**Document text:**
# issues with cleaning 230 mesh



## Gnarly (Jan 23, 2015)

hi everyone,

I bought a 230 mesh yellow screen and it works great. 
My dilemma now is...cleaning the plastisol off. Most of the ink came off, but still some residue of the plastisol are hanging around. 

I'm using the CCI 147 screen wash that I spayed on both sides of the screen and waited about a minute and washed the screen off with my 1600 pressure washer. 

I understand that the screen has a tighter mesh and ink might be a bit more difficult to remove. Perhaps I'm using the wrong screen wash? 

What has your experience been with cleaning a 230 mesh screen?
Thank you in advance. 


-Gnar


----------



## Greatzky (Jan 28, 2009)

is ink physically left in the screen or are you just seeing the staining/ghosting that the ink left behind?


----------



## Gnarly (Jan 23, 2015)

**Set task A:**
In the forum thread about cleaning a 230 mesh screen, which screen wash does the first poster use?

**Extracted data entries:**
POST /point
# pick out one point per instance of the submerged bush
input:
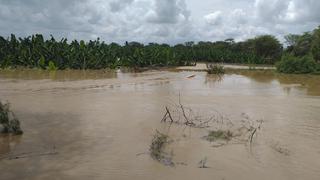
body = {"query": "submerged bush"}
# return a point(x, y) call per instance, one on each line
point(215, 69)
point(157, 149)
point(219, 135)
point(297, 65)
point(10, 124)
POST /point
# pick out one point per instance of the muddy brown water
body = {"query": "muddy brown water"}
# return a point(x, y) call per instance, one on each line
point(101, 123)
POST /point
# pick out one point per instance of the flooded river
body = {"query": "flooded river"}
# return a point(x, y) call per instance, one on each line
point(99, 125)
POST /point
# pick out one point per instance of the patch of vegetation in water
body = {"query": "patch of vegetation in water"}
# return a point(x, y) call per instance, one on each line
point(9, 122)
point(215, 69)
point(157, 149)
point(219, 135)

...

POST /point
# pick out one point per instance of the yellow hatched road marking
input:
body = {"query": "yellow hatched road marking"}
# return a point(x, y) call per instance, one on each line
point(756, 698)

**Set task B:**
Count the lines in the entries that contain the string "river", with case counting, and give only the number.

**Exercise response A:**
CCI 147 screen wash.

**Exercise response B:**
2